Op die manier bood het onderzoek Vlaanderen enkele duidelijke werkpunten op het vlak van burgerschapseducatie. Intussen is burgerschap verankerd als sleutelcompetentie voor ons onderwijs. Toch werd ervoor gekozen dat Vlaanderen in 2022 niet zou deelnemen aan de derde cyclus van ICCS. Onze buurlanden Nederland, Frankrijk en Duitsland doen wel mee, net als verschillende andere landen van de Europese Unie. Een nieuwe deelname zou toelaten om te monitoren wat de impact is van de invoering van de nieuwe sleutelcompetentie burgerschap. Je zou dan een soort leerwinst kunnen meten.
Welk gevolg werd er gegeven aan de bevindingen van de ICSS-studie van 2016? Minister, wat is uw motivatie om niet deel te nemen aan de derde cyclus van diezelfde ICCS-studie? Acht u het raadzaam om aan de volgende cyclus wel opnieuw deel te nemen? Dat zal dan allicht binnen vier jaar zijn. Plant u verdere monitoring rond burgerschap? Hoe zult u de bevindingen van ICCS 2016 verder opvolgen? Hoe zult u de implementatie van de nieuwe eindterm rond burgerschap evalueren?
Minister Weyts heeft het woord.
Ik begin misschien eerst met de resultaten van de International Civic and Citizenship Education Study van 2016. Die hebben wel een impact gehad op de ontwikkeling van de eindtermen, en dan meer bepaald voor de sleutelcompetenties burgerschap en mediawijsheid. Er wordt meer bepaald ook aandacht gegeven aan actief burgerschap en attitudevorming. Ik heb er trouwens ook over gewaakt dat die gelijk zijn in zowel de A- als de B-stroom, omdat ik het logisch vind dat alle leerlingen moeten uitgroeien tot kritische en mondige burgers, ongeacht of ze nu aso, bso of tso volgen.
Die eindtermen zijn trouwens ook transversaal van aard, waardoor die in meerdere vakken aan bod kunnen komen. En we voorzien ook sowieso een decretale screening van de eindtermen op hun actualiteitswaarde en een eventuele bijsturing. En ik vind het ook belangrijk om de conclusies van de praktijkcommissie in dezen af te wachten, die de haalbaarheid van de eindtermen voor de tweede en derde graad van het secundair onderwijs onder de loep neemt.

• • • • •

• _UIT TE VOEREN TAAK_: Welke buurlanden van Vlaanderen nemen volgens de pagina hierboven wel deel aan de derde cyclus van ICCS?

[Annotatieregels met coördinaten]
• • • • •

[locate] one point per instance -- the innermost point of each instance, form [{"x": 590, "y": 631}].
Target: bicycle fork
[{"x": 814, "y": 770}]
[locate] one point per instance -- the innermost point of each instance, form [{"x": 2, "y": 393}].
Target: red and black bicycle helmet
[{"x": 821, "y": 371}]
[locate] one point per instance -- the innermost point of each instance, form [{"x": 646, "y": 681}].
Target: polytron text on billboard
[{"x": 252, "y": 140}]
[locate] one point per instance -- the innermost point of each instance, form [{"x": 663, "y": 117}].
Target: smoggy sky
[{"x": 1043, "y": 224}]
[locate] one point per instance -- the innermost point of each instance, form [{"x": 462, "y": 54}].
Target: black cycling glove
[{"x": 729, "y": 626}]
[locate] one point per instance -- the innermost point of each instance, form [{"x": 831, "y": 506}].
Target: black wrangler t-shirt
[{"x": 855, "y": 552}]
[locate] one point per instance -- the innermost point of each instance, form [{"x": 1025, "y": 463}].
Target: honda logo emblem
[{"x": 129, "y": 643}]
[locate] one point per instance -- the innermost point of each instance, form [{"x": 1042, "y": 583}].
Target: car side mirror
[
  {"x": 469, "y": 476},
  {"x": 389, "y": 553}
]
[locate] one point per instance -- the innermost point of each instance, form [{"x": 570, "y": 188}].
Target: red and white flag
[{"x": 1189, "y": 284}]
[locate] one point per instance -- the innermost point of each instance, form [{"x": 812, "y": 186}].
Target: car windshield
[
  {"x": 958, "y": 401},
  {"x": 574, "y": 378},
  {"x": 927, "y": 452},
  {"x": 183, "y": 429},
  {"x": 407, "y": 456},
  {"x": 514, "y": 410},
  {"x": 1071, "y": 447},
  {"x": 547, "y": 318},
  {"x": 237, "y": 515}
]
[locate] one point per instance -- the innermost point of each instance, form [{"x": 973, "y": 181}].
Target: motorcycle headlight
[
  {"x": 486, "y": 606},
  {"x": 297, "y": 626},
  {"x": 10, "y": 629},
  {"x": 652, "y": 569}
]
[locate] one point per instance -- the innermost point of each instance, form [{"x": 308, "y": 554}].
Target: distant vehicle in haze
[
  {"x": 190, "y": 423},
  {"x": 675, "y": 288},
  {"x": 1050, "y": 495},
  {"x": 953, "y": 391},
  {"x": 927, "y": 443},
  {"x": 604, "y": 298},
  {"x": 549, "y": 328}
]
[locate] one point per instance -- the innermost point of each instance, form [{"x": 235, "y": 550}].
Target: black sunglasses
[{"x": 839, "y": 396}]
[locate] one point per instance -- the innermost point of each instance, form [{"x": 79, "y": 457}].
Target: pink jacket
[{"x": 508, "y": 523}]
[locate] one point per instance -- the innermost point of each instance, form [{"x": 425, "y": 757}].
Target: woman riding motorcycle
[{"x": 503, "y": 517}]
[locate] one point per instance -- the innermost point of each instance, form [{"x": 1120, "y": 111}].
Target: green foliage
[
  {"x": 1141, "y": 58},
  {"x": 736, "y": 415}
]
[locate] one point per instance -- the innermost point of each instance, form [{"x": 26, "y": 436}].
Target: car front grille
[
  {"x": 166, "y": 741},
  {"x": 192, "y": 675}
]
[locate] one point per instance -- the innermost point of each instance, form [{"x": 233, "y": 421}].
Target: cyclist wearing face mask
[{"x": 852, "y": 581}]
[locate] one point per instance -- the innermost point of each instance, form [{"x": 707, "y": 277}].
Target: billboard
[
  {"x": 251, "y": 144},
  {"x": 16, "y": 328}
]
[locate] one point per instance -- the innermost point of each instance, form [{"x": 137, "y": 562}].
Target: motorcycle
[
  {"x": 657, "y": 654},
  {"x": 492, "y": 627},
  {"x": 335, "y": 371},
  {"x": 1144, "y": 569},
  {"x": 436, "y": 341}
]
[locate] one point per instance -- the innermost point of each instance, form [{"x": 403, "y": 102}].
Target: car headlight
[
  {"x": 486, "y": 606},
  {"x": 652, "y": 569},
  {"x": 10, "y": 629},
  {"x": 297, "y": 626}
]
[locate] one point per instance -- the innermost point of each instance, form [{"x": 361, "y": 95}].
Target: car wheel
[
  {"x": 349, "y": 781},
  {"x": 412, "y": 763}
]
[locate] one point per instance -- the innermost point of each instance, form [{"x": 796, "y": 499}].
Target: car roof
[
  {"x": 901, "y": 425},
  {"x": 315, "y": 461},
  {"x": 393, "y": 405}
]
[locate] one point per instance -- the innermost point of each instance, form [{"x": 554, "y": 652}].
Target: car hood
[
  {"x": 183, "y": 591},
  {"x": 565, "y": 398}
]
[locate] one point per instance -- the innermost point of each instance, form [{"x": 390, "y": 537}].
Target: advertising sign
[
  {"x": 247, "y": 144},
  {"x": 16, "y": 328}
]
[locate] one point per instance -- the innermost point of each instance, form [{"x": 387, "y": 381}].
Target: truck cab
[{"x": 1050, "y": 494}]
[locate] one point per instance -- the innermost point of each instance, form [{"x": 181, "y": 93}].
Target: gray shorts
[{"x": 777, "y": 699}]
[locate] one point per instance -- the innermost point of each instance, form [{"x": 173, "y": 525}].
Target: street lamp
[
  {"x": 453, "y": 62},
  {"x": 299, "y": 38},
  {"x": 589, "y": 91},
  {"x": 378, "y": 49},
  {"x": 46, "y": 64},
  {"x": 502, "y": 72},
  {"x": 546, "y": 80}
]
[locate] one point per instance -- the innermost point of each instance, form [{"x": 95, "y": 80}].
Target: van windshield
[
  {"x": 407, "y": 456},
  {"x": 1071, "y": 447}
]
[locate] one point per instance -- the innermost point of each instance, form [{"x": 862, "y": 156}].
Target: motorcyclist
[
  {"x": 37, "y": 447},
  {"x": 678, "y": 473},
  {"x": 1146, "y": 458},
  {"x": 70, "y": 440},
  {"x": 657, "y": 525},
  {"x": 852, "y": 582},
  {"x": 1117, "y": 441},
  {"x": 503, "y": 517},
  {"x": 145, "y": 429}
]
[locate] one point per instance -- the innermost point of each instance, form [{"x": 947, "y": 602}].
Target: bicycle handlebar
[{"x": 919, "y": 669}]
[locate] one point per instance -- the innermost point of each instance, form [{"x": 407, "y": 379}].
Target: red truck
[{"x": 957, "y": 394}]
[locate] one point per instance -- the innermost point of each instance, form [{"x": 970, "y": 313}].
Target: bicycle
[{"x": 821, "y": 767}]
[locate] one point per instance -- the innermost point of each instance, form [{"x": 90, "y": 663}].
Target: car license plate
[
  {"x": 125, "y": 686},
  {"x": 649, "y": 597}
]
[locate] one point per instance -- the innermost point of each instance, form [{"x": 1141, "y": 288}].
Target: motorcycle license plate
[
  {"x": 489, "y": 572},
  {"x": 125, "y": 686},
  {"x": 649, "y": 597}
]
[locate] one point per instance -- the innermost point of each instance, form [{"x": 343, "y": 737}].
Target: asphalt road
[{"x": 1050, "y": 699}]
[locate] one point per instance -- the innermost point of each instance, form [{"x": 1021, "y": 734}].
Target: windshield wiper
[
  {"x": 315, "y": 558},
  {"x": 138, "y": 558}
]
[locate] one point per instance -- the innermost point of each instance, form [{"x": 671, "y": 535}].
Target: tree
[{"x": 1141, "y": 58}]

• • • • •

• _DE OPLOSSING_: Nederland, Frankrijk en Duitsland.